Stored data entries:
— start —
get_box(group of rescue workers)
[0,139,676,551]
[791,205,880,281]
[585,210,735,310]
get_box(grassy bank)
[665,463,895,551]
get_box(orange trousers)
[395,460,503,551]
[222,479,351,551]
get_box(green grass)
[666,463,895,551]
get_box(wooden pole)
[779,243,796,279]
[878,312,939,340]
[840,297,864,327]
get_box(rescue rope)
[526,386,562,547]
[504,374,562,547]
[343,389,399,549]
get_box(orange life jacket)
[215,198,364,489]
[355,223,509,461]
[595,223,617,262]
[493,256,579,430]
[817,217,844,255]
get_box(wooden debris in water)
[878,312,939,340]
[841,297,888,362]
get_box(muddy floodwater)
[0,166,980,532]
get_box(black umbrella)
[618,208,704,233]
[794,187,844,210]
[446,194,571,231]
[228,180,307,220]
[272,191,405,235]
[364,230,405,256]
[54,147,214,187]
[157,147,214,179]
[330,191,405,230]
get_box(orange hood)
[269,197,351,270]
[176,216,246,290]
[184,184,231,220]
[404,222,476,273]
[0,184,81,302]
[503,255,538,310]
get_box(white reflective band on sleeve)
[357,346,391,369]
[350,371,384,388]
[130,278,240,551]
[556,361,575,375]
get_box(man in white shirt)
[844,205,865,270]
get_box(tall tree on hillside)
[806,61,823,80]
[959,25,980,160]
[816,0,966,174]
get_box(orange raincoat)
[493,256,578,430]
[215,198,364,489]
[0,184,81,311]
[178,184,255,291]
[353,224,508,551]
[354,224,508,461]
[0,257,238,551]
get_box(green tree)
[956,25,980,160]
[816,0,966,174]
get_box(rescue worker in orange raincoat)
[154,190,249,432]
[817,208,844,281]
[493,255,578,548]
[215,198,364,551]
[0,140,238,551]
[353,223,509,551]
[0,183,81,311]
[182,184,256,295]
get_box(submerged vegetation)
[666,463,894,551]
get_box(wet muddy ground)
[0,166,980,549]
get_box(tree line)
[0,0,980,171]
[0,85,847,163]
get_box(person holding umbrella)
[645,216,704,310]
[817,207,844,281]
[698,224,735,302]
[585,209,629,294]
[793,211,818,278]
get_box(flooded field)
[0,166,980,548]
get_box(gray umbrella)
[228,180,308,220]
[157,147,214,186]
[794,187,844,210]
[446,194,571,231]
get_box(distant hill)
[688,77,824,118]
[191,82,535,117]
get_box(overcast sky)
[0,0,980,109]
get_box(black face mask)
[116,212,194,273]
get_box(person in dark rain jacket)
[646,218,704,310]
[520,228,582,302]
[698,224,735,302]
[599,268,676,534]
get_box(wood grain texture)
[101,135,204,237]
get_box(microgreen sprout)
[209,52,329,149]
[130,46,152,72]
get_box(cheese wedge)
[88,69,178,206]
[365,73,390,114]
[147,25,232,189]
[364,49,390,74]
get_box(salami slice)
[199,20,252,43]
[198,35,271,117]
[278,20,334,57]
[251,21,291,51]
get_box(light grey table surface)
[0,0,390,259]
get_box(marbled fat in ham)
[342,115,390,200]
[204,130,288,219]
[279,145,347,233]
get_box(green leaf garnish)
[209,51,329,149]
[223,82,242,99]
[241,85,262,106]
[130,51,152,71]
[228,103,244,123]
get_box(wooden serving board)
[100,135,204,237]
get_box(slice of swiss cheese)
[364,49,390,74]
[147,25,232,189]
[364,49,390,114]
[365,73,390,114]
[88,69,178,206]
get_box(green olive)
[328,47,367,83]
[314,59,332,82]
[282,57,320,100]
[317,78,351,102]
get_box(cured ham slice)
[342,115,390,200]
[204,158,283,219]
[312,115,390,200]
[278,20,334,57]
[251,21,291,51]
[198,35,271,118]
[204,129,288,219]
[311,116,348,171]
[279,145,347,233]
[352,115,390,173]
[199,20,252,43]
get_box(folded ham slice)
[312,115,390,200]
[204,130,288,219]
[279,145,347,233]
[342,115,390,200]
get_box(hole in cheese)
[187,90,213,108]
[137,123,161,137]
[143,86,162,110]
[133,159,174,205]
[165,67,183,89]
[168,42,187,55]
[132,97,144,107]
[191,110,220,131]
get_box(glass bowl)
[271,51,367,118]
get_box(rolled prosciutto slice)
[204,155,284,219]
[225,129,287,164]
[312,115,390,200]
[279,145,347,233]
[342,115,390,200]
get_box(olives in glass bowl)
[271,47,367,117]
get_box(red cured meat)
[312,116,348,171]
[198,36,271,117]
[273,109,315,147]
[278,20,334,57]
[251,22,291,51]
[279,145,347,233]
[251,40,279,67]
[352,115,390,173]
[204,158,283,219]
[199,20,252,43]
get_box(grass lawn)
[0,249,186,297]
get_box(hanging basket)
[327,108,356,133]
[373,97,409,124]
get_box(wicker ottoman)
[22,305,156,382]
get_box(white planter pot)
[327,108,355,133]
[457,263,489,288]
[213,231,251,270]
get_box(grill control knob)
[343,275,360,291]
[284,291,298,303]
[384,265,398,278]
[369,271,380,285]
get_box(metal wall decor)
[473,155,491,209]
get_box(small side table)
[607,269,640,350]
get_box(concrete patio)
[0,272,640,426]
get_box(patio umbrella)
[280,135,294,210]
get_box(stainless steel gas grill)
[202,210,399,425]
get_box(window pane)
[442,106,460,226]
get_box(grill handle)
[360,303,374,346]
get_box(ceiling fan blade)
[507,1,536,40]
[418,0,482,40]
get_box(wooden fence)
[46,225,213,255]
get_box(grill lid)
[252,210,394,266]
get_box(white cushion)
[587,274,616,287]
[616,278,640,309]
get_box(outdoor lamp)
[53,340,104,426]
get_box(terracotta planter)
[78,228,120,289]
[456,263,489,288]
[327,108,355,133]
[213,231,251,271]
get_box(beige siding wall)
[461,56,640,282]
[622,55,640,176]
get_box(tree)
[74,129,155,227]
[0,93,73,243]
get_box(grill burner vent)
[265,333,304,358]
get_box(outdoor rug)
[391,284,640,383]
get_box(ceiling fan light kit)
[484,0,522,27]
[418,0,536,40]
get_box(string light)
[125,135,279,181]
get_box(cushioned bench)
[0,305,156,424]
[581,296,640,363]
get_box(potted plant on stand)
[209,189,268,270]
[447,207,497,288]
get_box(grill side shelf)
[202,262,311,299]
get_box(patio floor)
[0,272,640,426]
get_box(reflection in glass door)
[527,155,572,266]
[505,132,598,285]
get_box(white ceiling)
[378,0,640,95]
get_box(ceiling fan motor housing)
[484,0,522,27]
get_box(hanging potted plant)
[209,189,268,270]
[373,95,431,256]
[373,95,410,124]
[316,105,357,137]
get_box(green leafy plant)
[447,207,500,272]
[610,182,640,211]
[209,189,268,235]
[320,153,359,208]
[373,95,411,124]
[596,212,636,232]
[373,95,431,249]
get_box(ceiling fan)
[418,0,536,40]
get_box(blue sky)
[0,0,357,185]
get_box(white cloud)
— end —
* WHAT THE TASK REQUIRES *
Select every line of the rows that contains the word "potted", treating uppercase and lowercase as distinct.

* SOLUTION TO THE EXERCISE *
get_box(potted plant on stand)
get_box(hanging potted plant)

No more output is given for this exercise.